▸ Exercise description
Make an exact copy of all the records.

▸ Exercise input
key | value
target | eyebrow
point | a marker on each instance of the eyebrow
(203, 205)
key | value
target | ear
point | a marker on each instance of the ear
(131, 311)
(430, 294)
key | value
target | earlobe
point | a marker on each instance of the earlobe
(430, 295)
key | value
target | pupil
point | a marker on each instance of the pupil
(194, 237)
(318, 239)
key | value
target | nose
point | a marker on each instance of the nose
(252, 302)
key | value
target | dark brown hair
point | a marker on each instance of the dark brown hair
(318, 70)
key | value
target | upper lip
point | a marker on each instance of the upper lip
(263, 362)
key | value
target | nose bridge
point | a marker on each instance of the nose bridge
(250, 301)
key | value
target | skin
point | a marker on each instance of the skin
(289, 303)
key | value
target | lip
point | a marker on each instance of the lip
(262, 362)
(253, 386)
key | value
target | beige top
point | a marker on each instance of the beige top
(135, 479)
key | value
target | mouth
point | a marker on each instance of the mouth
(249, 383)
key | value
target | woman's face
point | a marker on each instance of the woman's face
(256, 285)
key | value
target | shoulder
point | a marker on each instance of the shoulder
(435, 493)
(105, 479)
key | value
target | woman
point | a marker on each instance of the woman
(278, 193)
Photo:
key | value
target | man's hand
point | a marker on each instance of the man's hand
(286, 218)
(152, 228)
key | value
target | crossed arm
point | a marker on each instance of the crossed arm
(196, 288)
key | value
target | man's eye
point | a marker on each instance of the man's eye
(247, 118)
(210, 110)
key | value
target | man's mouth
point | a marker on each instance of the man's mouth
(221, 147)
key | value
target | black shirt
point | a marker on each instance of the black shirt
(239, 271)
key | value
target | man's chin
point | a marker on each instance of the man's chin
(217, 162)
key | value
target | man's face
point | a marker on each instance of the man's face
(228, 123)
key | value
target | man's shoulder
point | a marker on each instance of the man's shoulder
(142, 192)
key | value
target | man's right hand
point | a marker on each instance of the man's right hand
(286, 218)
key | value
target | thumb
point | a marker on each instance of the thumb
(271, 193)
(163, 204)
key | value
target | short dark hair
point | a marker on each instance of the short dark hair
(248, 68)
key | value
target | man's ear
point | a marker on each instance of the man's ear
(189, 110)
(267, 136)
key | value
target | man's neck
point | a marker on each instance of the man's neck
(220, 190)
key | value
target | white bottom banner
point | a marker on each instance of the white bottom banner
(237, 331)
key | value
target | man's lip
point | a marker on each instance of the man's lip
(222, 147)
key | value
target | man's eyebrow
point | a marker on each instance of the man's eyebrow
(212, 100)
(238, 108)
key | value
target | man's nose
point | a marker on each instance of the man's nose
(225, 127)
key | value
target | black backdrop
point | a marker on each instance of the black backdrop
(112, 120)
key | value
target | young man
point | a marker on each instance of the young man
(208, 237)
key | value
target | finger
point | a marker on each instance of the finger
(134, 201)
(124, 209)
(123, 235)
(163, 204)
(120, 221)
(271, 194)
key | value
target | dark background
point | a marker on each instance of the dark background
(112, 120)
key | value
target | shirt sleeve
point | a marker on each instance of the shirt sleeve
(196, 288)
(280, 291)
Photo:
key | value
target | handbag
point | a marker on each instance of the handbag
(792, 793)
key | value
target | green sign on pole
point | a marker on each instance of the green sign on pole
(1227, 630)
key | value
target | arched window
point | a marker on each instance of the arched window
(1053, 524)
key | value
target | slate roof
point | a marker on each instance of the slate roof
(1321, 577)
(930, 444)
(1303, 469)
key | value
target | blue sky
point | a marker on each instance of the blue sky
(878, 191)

▸ Result of the task
key | value
target | eyebrow
point | a marker on each instance of the eyebrow
(203, 205)
key | value
target | ear
point | a marker on each instance of the ear
(131, 311)
(430, 294)
key | value
target | earlobe
point | a marker on each instance of the earlobe
(430, 295)
key | value
target | pupil
point | a marker on each instance of the pupil
(194, 237)
(318, 239)
key | value
target | nose
point | a marker on each instance of the nose
(252, 302)
key | value
target | dark brown hair
point | a marker on each instance of the dark brown hair
(318, 70)
key | value
target | upper lip
point | a marker on each instance of the upper lip
(263, 362)
key | value
target | nose bridge
point | a marker on each instance of the nose bridge
(250, 301)
key | value
target | skin
point | a marker on each instance of the skin
(289, 303)
key | value
target | lip
point | a marker on each instance of the lip
(262, 362)
(253, 386)
key | value
target | beige top
point | a marker on each instance of the beige top
(135, 479)
key | value
target | mouth
point | a marker on each instance of the mouth
(249, 383)
key | value
target | woman's face
point | a marker on each instance of the woman's face
(256, 285)
key | value
target | shoulder
point | a marker on each instance of the shoulder
(435, 493)
(105, 479)
key | value
target | woman
point | a marker on each instance of the woman
(278, 193)
Photo:
key | value
target | man's hand
point | a marker on each instance of the man's hand
(286, 218)
(152, 228)
key | value
target | crossed arm
point | a marker on each instance of the crossed arm
(196, 288)
key | value
target | man's eye
point | a marker on each instance of the man's eye
(247, 118)
(210, 110)
key | value
target | man's mouth
point | a marker on each instance of the man's mouth
(221, 147)
key | value
target | black shirt
point | a marker on each instance of the black shirt
(239, 271)
key | value
target | man's chin
point | a marker on each instance of the man's chin
(217, 162)
key | value
target | man's face
point | a marker on each instance of the man's face
(228, 123)
key | value
target | man's shoulder
point | a marker on each instance of the man's shoulder
(142, 192)
key | value
target | man's right hand
point | a marker on each instance of the man's right hand
(286, 218)
key | value
target | thumb
point | a marker on each instance of the thumb
(271, 193)
(163, 204)
key | value
target | short dark hair
point | a marker on each instance of the short dark hair
(248, 68)
key | value
target | man's ear
point | a marker on each instance of the man's ear
(189, 110)
(267, 136)
key | value
target | man's neck
point | a marker on each instance of the man's neck
(220, 190)
key | value
target | white bottom banner
point | a marker on each instance of the white bottom banner
(237, 331)
key | value
target | man's lip
point | a marker on each instance of the man's lip
(222, 147)
key | value
target | man's eyebrow
point | a marker on each instance of the man's eyebrow
(212, 100)
(238, 108)
key | value
target | man's nose
point | a marker on each instance of the man's nose
(225, 127)
key | value
target | black backdrop
point | a marker on each instance of the black backdrop
(112, 120)
key | value
target | young man
point | a marker on each instance of the young man
(208, 237)
key | value
target | finger
point | a marker on each instance of the finger
(134, 201)
(124, 209)
(123, 235)
(163, 204)
(120, 221)
(271, 194)
key | value
target | dark background
point | a marker on each instance of the dark background
(112, 120)
key | value
target | shirt sleeve
point | a marker on each instance of the shirt sleeve
(196, 288)
(280, 291)
Photo:
key | value
target | handbag
point | a marker on each instance of the handbag
(792, 793)
key | value
target | green sign on pole
point | a marker on each instance of the green sign on pole
(1227, 630)
key | value
target | arched window
point | a marker on each instance of the arched window
(1053, 524)
key | value
target | slate roof
point | a marker on each instance of the slate roof
(1321, 577)
(930, 444)
(1303, 469)
key | value
target | blue sky
point | a marker on each instance of the blue sky
(878, 191)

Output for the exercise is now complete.